--- Start of Material ---

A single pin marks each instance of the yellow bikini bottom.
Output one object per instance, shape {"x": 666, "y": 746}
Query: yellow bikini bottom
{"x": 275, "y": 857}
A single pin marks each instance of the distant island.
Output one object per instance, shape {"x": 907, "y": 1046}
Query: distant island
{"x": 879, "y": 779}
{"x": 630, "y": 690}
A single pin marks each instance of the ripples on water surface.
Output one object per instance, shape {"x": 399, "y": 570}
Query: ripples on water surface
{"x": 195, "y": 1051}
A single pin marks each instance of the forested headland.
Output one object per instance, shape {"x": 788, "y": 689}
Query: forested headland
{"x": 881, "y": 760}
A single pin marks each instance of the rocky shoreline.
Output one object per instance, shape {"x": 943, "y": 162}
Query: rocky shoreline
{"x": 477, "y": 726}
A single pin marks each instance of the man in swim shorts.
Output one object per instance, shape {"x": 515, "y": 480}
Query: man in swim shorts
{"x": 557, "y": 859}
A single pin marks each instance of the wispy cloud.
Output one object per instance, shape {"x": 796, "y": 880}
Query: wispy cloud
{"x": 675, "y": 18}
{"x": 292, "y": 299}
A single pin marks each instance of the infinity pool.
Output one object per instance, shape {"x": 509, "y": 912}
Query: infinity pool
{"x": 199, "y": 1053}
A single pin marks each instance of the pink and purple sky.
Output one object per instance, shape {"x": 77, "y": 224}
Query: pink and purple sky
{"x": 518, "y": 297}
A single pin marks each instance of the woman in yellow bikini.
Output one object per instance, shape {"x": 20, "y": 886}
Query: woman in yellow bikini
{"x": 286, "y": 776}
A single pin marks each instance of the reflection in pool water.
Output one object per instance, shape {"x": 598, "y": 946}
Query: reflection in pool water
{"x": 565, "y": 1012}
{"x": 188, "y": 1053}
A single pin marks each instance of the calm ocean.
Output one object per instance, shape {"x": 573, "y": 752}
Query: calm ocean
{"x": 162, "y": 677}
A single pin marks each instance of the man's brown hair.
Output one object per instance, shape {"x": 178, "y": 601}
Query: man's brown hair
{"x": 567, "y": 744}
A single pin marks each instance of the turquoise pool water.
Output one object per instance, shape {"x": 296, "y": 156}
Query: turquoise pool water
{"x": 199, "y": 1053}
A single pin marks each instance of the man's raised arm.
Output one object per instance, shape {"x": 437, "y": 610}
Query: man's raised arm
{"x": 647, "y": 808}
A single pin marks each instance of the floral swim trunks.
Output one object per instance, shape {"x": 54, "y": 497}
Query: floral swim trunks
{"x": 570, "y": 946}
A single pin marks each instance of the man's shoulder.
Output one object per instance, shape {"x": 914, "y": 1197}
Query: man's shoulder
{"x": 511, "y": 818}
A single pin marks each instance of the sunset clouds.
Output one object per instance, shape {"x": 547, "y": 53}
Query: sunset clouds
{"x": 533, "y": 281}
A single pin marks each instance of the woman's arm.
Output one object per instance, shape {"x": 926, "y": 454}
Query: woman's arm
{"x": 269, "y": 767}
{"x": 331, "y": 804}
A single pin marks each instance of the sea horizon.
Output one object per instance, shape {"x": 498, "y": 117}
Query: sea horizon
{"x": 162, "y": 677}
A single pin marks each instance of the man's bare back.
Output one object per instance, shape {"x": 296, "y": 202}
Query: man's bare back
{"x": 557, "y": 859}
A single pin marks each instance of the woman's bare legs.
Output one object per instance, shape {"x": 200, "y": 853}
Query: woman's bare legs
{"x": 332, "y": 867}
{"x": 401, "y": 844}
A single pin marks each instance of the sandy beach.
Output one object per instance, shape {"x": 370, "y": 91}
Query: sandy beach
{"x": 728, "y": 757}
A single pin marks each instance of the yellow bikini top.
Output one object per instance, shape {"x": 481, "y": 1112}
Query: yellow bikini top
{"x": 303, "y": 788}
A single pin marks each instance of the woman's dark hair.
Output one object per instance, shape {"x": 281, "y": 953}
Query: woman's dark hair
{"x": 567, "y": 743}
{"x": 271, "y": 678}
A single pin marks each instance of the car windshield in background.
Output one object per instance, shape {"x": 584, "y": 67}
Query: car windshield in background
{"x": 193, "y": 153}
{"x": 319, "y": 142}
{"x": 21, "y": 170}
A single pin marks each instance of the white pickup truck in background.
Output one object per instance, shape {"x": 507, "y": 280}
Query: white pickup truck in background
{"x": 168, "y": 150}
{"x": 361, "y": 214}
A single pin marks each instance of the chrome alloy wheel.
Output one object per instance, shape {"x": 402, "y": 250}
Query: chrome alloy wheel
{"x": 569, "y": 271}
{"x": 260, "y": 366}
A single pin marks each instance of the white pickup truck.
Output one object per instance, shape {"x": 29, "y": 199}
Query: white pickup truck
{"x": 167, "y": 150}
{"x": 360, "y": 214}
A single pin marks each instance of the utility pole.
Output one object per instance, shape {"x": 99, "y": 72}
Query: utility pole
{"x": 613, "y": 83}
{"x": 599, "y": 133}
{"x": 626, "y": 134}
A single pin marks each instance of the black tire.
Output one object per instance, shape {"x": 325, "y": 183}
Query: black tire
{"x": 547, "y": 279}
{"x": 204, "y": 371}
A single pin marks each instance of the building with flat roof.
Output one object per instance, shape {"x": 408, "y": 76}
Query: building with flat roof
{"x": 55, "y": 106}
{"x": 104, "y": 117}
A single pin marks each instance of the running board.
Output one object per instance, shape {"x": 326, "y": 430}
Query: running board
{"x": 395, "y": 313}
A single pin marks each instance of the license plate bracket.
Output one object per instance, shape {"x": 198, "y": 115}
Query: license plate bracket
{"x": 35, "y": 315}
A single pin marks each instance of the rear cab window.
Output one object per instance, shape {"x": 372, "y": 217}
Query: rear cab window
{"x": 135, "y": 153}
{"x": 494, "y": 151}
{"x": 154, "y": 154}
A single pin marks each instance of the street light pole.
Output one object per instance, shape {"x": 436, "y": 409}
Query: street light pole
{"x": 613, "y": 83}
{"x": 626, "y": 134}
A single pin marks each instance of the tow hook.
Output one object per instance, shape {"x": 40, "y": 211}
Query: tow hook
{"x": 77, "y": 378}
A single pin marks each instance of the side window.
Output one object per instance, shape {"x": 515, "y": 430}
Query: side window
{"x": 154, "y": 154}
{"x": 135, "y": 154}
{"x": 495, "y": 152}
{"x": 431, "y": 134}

--- End of Material ---

### Short exercise:
Write out the data again, exactly and in full.

### Correct response:
A single pin marks each instance of the yellow bikini bottom.
Output one object per instance, shape {"x": 666, "y": 746}
Query: yellow bikini bottom
{"x": 275, "y": 857}
A single pin marks each instance of the distant island.
Output one object per instance, shape {"x": 907, "y": 1046}
Query: distant island
{"x": 879, "y": 779}
{"x": 630, "y": 690}
A single pin marks each instance of the ripples on water surface.
Output one object per instance, shape {"x": 399, "y": 570}
Query: ripples on water surface
{"x": 195, "y": 1051}
A single pin marks each instance of the forested headland.
Output one object per instance, shape {"x": 788, "y": 689}
Query: forested headland
{"x": 881, "y": 760}
A single pin marks each instance of the rocky shoreline.
Output one object per instance, shape {"x": 943, "y": 162}
Query: rocky shoreline
{"x": 477, "y": 726}
A single pin marks each instance of the man in swim shorts.
Output one object per instance, shape {"x": 515, "y": 480}
Query: man in swim shorts
{"x": 557, "y": 859}
A single pin marks each instance of the wispy cloud.
Output one object per instance, shape {"x": 796, "y": 880}
Query: wispy cloud
{"x": 675, "y": 18}
{"x": 292, "y": 299}
A single pin marks each instance of the infinity pool.
Output one object per instance, shape {"x": 509, "y": 912}
Query: infinity pool
{"x": 199, "y": 1053}
A single pin marks each instance of the pink and purple sky.
Output one object per instance, shape {"x": 77, "y": 224}
Query: pink and purple sky
{"x": 518, "y": 297}
A single pin marks each instance of the woman in yellow bikini.
Output one object per instance, shape {"x": 20, "y": 886}
Query: woman in yellow bikini
{"x": 286, "y": 776}
A single pin marks each instance of the reflection in pool water.
Output one object per instance, shape {"x": 598, "y": 946}
Query: reflection in pool water
{"x": 565, "y": 1012}
{"x": 188, "y": 1053}
A single pin marks each instance of the calm ocean.
Output one object per instance, shape {"x": 573, "y": 752}
Query: calm ocean
{"x": 162, "y": 677}
A single pin marks each instance of the man's brown hair.
Output one object per instance, shape {"x": 178, "y": 601}
Query: man's brown hair
{"x": 567, "y": 744}
A single pin marks each instance of the turquoise pool water.
Output one object per instance, shape {"x": 296, "y": 156}
Query: turquoise pool water
{"x": 199, "y": 1053}
A single pin marks each instance of the man's raised arm.
Output one object per instance, shape {"x": 437, "y": 610}
Query: man's raised arm
{"x": 647, "y": 808}
A single pin marks each instance of the floral swim trunks.
Output one object per instance, shape {"x": 54, "y": 497}
Query: floral swim trunks
{"x": 570, "y": 946}
A single pin marks each instance of the man's shoulder.
Output one object per instance, shape {"x": 914, "y": 1197}
Query: man's shoulder
{"x": 511, "y": 818}
A single pin marks each instance of the sunset clouds.
Output one object per instance, shape {"x": 547, "y": 53}
Query: sunset clouds
{"x": 533, "y": 281}
A single pin marks each instance of the woman's arm.
Output one object per instance, shape {"x": 926, "y": 454}
Query: woman's arm
{"x": 269, "y": 767}
{"x": 331, "y": 804}
A single pin marks each instance of the sea horizon.
Output one object per instance, shape {"x": 498, "y": 117}
Query: sea horizon
{"x": 162, "y": 677}
A single pin marks each instance of the man's bare back.
Output one object per instance, shape {"x": 296, "y": 202}
Query: man's bare back
{"x": 557, "y": 859}
A single pin marks each instance of the woman's bare legs.
Output one object per instance, shape {"x": 200, "y": 853}
Query: woman's bare legs
{"x": 332, "y": 867}
{"x": 401, "y": 844}
A single pin marks each instance of the sandy beach.
Output one object per instance, shape {"x": 370, "y": 91}
Query: sandy beach
{"x": 728, "y": 757}
A single pin marks each instance of the yellow bikini top.
Output one object per instance, shape {"x": 481, "y": 1112}
Query: yellow bikini top
{"x": 303, "y": 788}
A single pin marks each instance of the woman's dark hair.
Output one object per instance, shape {"x": 281, "y": 953}
Query: woman's dark hair
{"x": 567, "y": 743}
{"x": 271, "y": 678}
A single pin marks each instance of the car windshield in background.
Output one object per instance, shape {"x": 584, "y": 67}
Query: car windshield in background
{"x": 193, "y": 153}
{"x": 319, "y": 142}
{"x": 21, "y": 170}
A single pin marks each instance of the white pickup truck in background.
Output one object per instance, shape {"x": 507, "y": 280}
Query: white pickup truck in background
{"x": 168, "y": 150}
{"x": 361, "y": 214}
A single pin marks each instance of the chrome alloy wheel.
Output one object per instance, shape {"x": 402, "y": 250}
Query: chrome alloy wheel
{"x": 569, "y": 271}
{"x": 260, "y": 366}
A single pin marks each instance of the white pickup truck.
Output one object per instance, shape {"x": 29, "y": 199}
Query: white pickup truck
{"x": 167, "y": 150}
{"x": 360, "y": 214}
A single pin marks each instance of the utility pole.
Output one object per instance, shape {"x": 99, "y": 72}
Query: utility pole
{"x": 613, "y": 83}
{"x": 599, "y": 133}
{"x": 626, "y": 134}
A single pin marks each instance of the black tire.
Output one object per instance, shape {"x": 325, "y": 183}
Query: black tire
{"x": 547, "y": 279}
{"x": 204, "y": 371}
A single pin marks each instance of the building with flat roof.
Output one object per instance, shape {"x": 408, "y": 76}
Query: building with flat roof
{"x": 55, "y": 106}
{"x": 104, "y": 117}
A single pin marks each instance of the running board.
Output one object per instance, shape {"x": 326, "y": 430}
Query: running board
{"x": 395, "y": 313}
A single pin marks each instance of the license plate bracket.
Output one object per instance, shape {"x": 198, "y": 115}
Query: license plate bracket
{"x": 35, "y": 315}
A single pin marks each instance of the rear cab window.
Output one object per instance, shape {"x": 372, "y": 217}
Query: rear cab window
{"x": 135, "y": 153}
{"x": 494, "y": 151}
{"x": 154, "y": 154}
A single pin marks each instance of the street light pole.
Output one object per instance, shape {"x": 436, "y": 409}
Query: street light pole
{"x": 613, "y": 83}
{"x": 626, "y": 134}
A single pin marks each instance of the tow hook.
Output one object per instance, shape {"x": 40, "y": 211}
Query: tow hook
{"x": 77, "y": 378}
A single pin marks each instance of the side window.
Output one object per instance, shape {"x": 515, "y": 430}
Query: side window
{"x": 154, "y": 154}
{"x": 135, "y": 154}
{"x": 495, "y": 152}
{"x": 431, "y": 134}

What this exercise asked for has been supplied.